Objective: Set down every record once more, exactly as given.
━━━━━ Input rows ━━━━━
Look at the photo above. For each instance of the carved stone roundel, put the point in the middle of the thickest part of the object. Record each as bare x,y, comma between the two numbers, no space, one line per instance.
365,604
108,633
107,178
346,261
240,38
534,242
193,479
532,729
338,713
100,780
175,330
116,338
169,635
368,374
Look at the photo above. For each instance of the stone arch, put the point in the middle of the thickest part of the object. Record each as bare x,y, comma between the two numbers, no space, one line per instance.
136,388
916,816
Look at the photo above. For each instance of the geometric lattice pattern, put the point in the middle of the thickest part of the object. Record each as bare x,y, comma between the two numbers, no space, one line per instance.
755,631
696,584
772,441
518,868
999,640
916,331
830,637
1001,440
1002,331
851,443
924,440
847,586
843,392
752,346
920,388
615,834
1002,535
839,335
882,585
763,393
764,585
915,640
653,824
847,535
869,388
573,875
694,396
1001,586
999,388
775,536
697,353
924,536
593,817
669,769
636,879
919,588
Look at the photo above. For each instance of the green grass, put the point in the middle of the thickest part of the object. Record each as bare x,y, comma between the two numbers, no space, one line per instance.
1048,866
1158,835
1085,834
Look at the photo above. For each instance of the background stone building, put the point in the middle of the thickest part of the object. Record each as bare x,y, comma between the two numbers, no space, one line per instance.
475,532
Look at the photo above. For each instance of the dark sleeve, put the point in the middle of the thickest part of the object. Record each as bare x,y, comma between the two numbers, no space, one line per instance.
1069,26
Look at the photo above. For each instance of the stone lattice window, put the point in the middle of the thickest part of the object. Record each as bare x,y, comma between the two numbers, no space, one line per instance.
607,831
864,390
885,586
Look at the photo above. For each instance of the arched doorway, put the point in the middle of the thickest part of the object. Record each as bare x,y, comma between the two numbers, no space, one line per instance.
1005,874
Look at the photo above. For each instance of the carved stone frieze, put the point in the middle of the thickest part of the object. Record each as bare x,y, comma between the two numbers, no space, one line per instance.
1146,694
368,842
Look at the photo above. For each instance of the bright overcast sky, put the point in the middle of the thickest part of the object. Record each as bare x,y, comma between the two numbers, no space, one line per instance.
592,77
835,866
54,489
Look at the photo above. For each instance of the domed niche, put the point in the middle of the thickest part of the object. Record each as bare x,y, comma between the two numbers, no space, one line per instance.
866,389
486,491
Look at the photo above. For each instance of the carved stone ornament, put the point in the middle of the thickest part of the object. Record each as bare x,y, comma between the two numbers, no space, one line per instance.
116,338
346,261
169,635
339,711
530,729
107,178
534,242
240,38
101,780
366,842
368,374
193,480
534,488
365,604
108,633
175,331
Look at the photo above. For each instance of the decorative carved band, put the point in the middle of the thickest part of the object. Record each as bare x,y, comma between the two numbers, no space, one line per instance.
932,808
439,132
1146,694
━━━━━
Task answer:
Look at the photo above. For each instance of the carved stone roundel, put the point in the middle of the thickest part of the object. Record each as bare x,y, comma between the two numbers, no space, one line per instance.
365,604
108,633
107,178
346,261
240,38
534,242
193,479
532,729
338,713
100,780
175,330
116,338
169,635
368,374
Look at the photo above. For each instance of the stone arch, put the point in the middle of the thickest part of the object. Record each as bare x,y, comma between the two numbers, no space, one line per instance.
136,388
916,816
Look at the photo above. For each instance of the geometric lattice pattern, put the point in the middle of the thickest part of the object. Record each as bare x,y, comma between the two numbers, no space, one line per instance.
755,631
696,584
772,441
518,868
999,640
916,331
830,637
1001,440
1002,331
851,443
924,440
847,586
843,392
752,346
920,388
615,834
1002,535
839,335
882,585
763,393
764,585
915,640
653,824
847,535
869,388
573,875
694,396
1001,586
999,388
775,536
697,353
924,536
593,817
669,769
636,879
919,588
Look at the photo above. For each instance of the green grass, put the point in the middle of the thickest part of the object. Record each as bare x,y, comma between the two numbers, no space, one line per instance.
1048,866
1158,835
1085,834
Look at the photo above. For each instance of the background stone building, put the point in the middle of the thickest part of the object. Record each as bare x,y, comma between the two numbers, no space, one line per instance.
475,532
Look at the photo above. For each instance of the dark sleeve, put the point in the middle of the thickest part of the object. Record each as bare x,y, comma between the two numbers, no space, one line per instance.
1069,26
Look at the photo above. For each instance of the stone lattice window, put the point in the middle of the thickest part of the object. Record each as bare x,y, comma between the two numbers, no space, one line per instance.
607,831
864,390
885,586
Look at the photo above. For each instance of the arched doorway, put the point in the middle of the thickest part of the object. Record each as bare x,y, comma between the two numbers, no space, one line per instance.
1005,874
Look at the photo above. For each instance of the carved stone frieze, put the point in the middle of the thickest part of the object. Record each as bare x,y, comma between the two numbers, no space, one line per instance.
1146,694
368,842
Look at the photo above. For each instance of the bright overcast sky, put the point in the middle of the thickest part of the object. Record each as bare x,y, comma between the two numbers, no space, one line per instance.
592,77
835,866
54,489
Look at the photo above. For each instance of the domed niche, put the point in the middle of the thickest part of the object. Record each as bare x,y, comma between the two numbers, no space, one line per instance.
866,389
486,491
Look at the photo above. For each instance of the carved stone ornament, put the point in the middle of the thickest part of the object. Record each as bare x,y, comma between the two numbers, no space, one line per instance.
116,338
346,261
169,635
339,711
530,729
107,178
534,242
240,38
101,780
366,842
368,374
193,480
534,488
365,604
108,633
175,331
Look at the photo above. For each instance of the decorative carved band, put the point in the middle of the thickest part of the object. Record each as bare x,y, comma between the two numbers, no space, one line per instance.
932,808
439,132
1146,694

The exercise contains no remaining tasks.